#### Work order
The entries below contain a line with "TARGET = tree trunk" and a line with "TARGET = red berry". Quote exactly those two lines and all lines between them.

** Records follows **

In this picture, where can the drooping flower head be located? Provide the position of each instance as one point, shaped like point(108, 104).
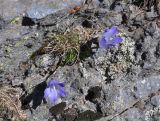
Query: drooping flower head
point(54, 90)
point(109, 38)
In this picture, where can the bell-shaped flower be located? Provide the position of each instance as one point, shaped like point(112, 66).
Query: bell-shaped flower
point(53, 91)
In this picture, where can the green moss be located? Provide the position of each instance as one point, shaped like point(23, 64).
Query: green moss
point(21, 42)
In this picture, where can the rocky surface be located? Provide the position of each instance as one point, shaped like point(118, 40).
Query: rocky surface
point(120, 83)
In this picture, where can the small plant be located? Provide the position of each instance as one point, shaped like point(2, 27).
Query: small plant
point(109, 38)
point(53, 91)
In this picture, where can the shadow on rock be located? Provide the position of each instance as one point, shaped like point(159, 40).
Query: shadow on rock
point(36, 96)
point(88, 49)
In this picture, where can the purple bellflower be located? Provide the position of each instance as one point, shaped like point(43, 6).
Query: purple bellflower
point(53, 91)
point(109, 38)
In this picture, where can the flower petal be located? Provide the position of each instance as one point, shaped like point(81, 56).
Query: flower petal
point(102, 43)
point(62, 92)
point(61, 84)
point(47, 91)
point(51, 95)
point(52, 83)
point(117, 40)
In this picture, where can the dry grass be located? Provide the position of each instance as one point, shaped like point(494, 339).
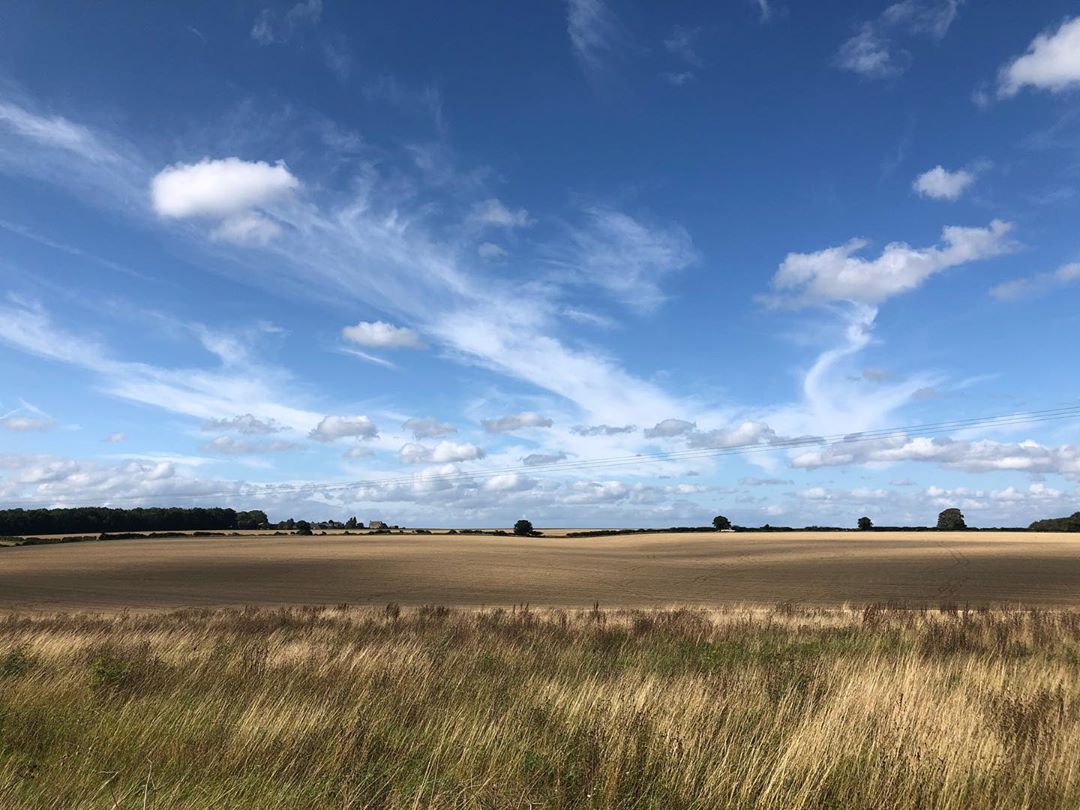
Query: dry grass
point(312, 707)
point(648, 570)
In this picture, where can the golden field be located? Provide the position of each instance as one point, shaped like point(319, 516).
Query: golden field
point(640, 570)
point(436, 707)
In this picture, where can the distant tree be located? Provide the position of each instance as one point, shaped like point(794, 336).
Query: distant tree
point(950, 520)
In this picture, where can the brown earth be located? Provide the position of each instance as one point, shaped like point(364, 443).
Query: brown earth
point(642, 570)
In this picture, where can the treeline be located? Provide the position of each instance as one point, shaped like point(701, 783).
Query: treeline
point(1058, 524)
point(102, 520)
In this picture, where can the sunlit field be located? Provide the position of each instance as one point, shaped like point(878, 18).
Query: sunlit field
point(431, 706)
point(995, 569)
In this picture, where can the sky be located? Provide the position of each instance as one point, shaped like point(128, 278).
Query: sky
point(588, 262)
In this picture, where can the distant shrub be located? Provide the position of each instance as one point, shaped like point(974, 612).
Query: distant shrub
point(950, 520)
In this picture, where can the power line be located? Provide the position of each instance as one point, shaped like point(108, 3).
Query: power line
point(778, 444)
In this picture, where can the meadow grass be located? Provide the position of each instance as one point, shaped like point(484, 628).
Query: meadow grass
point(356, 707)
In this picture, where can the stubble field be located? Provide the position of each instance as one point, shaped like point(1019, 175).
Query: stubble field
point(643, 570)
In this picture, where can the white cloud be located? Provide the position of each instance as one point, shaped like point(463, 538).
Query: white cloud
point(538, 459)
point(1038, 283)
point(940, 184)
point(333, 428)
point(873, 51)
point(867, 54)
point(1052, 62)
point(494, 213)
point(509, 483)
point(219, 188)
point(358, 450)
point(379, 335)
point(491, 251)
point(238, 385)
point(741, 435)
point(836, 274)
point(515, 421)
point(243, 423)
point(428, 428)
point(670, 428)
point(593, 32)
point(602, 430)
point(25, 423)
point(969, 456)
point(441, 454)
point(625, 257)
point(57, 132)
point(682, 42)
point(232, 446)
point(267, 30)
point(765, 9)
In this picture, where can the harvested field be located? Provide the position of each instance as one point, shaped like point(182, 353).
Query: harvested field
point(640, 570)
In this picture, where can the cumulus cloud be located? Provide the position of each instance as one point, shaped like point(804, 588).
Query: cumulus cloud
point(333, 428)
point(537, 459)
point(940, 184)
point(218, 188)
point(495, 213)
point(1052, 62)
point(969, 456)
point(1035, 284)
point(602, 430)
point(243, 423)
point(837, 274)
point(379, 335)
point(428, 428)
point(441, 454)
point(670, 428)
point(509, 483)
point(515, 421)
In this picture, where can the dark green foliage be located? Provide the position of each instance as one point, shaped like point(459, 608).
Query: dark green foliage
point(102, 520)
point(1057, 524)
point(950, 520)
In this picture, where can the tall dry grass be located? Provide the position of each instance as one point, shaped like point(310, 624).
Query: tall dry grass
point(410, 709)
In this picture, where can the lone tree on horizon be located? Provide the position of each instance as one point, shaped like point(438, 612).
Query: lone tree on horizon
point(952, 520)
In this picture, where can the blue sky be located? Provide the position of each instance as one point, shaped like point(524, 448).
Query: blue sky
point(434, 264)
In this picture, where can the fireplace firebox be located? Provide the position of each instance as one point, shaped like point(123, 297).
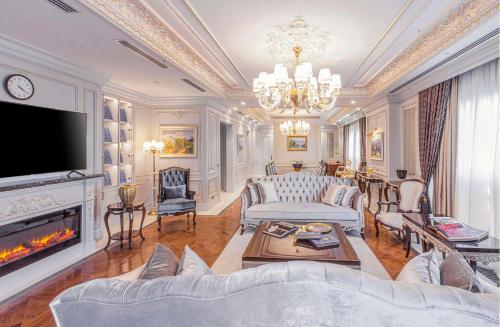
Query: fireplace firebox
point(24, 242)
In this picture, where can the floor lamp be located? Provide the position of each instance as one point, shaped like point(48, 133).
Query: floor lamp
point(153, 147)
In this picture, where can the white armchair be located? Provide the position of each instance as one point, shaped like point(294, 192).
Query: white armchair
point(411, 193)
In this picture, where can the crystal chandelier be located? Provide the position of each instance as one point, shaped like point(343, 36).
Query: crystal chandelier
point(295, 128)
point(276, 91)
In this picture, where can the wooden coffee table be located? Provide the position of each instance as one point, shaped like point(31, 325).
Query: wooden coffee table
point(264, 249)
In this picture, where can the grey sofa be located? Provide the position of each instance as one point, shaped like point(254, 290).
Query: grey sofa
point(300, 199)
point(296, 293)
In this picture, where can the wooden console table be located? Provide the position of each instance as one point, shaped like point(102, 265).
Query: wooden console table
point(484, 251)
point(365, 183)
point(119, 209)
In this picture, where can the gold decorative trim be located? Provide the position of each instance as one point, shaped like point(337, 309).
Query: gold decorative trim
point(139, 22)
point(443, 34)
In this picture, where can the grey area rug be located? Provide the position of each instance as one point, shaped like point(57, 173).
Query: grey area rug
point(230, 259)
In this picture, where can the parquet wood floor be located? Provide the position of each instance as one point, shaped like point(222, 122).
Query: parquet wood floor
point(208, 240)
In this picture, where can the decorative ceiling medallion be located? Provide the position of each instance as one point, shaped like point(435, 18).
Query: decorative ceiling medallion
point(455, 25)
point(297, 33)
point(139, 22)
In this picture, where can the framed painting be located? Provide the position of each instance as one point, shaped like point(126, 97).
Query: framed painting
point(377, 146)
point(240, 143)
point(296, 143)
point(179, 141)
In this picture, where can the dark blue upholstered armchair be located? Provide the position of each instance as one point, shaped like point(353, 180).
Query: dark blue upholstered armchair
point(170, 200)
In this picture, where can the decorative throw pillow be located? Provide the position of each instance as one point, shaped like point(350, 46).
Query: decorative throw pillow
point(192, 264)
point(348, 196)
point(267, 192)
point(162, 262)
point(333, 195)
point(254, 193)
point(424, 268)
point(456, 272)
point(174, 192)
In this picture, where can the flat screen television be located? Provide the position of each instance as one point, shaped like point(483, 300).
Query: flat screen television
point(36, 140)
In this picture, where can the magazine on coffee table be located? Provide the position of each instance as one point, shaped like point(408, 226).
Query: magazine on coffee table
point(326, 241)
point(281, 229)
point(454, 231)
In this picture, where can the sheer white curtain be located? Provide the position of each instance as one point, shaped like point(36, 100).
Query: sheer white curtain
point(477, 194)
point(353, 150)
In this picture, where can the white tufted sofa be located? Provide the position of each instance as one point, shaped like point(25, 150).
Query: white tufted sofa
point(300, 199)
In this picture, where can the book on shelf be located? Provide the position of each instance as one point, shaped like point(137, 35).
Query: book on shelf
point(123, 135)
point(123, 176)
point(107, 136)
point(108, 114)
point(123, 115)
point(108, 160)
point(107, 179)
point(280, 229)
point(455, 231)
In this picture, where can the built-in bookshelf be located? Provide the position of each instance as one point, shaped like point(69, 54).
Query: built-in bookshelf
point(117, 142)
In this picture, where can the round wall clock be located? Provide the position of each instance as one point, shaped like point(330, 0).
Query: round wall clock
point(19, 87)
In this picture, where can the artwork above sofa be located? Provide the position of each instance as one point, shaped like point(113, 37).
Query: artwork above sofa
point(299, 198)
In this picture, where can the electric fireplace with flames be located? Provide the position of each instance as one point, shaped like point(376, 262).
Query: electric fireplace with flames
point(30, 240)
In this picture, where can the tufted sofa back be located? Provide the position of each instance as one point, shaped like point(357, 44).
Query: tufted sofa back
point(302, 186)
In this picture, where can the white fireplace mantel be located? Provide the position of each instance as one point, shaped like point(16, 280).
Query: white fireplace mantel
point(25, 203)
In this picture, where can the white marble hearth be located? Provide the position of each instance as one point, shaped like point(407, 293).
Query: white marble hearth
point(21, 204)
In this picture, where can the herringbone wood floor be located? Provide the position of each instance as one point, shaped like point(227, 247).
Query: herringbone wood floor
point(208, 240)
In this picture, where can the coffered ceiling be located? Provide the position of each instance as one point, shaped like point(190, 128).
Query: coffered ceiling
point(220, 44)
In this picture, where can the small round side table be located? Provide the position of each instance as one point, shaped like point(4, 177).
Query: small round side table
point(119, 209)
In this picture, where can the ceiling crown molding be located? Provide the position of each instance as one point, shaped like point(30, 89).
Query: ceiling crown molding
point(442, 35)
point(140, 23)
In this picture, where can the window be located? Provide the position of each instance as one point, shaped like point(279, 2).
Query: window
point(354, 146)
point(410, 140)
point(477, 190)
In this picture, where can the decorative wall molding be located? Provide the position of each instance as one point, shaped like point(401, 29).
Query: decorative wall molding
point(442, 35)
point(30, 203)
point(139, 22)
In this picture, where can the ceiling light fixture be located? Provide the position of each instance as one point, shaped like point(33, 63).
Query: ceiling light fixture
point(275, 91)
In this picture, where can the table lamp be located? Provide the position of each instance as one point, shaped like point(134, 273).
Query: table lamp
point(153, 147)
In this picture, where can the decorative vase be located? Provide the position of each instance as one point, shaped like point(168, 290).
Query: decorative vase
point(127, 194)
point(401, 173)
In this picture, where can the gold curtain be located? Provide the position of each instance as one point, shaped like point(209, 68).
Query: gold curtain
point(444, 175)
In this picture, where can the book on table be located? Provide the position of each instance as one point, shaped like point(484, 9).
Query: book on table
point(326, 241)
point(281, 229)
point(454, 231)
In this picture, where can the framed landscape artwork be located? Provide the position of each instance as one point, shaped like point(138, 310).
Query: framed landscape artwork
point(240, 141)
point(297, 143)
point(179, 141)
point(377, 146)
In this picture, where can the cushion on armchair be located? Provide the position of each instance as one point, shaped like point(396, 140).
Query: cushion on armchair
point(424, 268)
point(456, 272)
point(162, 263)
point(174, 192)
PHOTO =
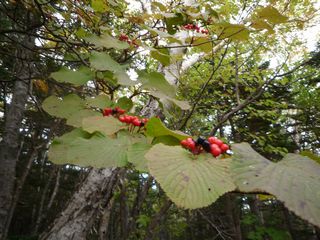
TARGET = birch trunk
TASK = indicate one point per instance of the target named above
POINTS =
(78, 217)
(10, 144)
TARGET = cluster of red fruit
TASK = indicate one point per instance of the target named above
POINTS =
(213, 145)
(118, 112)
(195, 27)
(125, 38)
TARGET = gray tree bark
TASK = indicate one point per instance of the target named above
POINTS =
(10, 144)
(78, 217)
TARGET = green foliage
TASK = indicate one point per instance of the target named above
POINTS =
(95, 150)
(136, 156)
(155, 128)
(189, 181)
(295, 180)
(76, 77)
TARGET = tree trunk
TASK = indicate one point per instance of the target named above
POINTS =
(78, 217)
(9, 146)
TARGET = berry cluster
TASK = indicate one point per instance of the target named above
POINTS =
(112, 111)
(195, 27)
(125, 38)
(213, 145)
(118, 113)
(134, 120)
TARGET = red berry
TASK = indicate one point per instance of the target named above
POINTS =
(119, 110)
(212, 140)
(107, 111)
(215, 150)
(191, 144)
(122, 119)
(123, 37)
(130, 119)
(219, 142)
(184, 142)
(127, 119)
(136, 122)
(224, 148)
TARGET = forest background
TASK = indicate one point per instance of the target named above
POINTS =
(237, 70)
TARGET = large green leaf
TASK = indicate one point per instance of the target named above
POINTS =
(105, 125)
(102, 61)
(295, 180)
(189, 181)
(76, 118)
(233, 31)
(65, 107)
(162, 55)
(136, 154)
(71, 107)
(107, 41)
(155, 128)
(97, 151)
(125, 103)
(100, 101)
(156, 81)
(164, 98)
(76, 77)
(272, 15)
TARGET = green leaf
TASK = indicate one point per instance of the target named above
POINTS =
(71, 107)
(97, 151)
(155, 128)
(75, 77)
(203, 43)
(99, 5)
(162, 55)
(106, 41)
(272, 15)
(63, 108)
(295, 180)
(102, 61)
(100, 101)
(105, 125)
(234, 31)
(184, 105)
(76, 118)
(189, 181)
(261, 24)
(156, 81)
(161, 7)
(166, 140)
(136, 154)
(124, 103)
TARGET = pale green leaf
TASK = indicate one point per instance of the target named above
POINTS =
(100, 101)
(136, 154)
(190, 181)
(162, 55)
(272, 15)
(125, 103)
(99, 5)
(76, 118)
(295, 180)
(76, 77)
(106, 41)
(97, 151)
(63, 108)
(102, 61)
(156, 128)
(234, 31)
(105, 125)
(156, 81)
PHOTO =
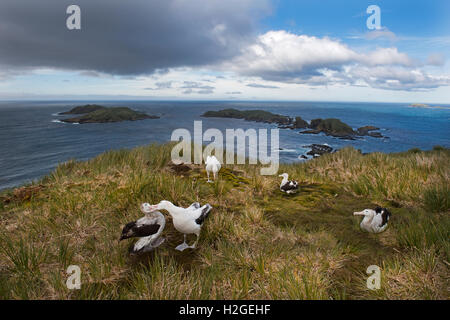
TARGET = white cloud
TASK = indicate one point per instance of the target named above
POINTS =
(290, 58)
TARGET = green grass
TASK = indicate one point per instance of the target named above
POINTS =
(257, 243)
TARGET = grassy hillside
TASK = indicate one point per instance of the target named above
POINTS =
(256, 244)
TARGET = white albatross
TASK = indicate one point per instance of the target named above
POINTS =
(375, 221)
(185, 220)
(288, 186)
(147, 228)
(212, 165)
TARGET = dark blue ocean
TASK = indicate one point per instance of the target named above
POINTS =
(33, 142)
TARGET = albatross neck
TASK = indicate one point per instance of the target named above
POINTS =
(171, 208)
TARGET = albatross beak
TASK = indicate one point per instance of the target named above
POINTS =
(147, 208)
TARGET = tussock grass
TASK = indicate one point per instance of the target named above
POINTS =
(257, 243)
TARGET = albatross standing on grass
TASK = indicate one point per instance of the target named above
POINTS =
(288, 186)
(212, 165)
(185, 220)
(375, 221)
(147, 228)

** End of Records **

#### Answer for this exercise
TARGET = tree trunk
TASK = indicate one point per instance of the target named above
POINTS =
(78, 217)
(9, 146)
TARGET = berry cluster
TASK = indicate one point per instance of the target named above
POINTS =
(112, 111)
(195, 27)
(125, 38)
(213, 145)
(118, 113)
(134, 120)
TARGET = red berry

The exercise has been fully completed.